[Exercise details] Return all of the entries exactly as written.

+++ Supplied records

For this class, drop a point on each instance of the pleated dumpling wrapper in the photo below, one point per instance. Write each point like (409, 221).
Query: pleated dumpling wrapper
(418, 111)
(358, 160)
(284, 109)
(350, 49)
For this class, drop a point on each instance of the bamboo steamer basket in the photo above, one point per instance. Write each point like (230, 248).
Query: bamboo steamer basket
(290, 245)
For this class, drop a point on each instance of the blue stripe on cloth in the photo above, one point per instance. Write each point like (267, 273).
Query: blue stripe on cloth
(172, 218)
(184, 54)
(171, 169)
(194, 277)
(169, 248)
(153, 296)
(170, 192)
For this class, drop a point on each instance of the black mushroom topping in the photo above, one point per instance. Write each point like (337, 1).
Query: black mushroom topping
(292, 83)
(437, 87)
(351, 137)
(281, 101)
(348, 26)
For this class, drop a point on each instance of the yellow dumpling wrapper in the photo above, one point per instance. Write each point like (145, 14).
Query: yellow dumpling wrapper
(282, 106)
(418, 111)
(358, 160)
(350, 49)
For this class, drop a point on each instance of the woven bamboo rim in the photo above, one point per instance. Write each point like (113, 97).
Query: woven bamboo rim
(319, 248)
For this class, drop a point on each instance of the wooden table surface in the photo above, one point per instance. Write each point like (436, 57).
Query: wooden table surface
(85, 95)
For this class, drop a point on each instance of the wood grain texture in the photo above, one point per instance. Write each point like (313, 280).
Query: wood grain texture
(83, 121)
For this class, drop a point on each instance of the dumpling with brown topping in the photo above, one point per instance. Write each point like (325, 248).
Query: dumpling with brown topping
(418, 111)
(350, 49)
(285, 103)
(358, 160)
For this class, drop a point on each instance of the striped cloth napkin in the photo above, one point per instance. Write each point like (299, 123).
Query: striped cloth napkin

++++++

[Written response]
For this class, drop a point on each instance of the pleated dumpling wrapper in the photo below, one point per instance. Write each point like (409, 221).
Query: pleated dumpling wrapper
(418, 111)
(358, 160)
(284, 109)
(350, 49)
For this class, drop a point on each instance of the bamboo steamer basket in the photo above, one point per instance. Write each point like (230, 248).
Query: bamboo steamer basket
(290, 245)
For this class, drop a point on each instance of the blue stripe on cloth in the photo above, one point per instance. Write each point like (267, 273).
Query: blue stripe on cloth
(172, 218)
(184, 54)
(171, 169)
(194, 277)
(169, 248)
(153, 296)
(170, 192)
For this class, drop a point on each instance of the black mushroom topping in the photo above, one point per instance. Write each point like (337, 1).
Query: black mushroom topping
(292, 83)
(437, 87)
(351, 137)
(281, 101)
(348, 26)
For this class, drop a point on each instance of the yellow dumpling wrapper in the photo above, one point per instance. Write each point like (145, 14).
Query: yellow dumpling wrapper
(282, 106)
(418, 111)
(358, 160)
(350, 49)
For this class, drop a point on each instance of the woven bamboo rim in the photo above, one point per instance. Write each point like (113, 97).
Query: woven bamboo rim
(319, 248)
For this class, drop a point on each instance of the wooden table surface in the photo above, one point per instance. Write each point like (436, 57).
Query: wooden table surface
(85, 95)
For this class, drop a point on each instance of the wood grain texture in the photo above, one point per instance. Write each point like (313, 280).
Query: wood grain texture
(83, 121)
For this class, drop a point on each instance of the dumpling with brown topping in the photo above, one point per instance. Write each point like (325, 248).
Query: dumpling with brown topping
(418, 111)
(350, 49)
(285, 103)
(358, 160)
For this class, drop a point on each instance of the striped cloth napkin in the photo above, one point per instance. Write each point like (299, 123).
Query: striped cloth napkin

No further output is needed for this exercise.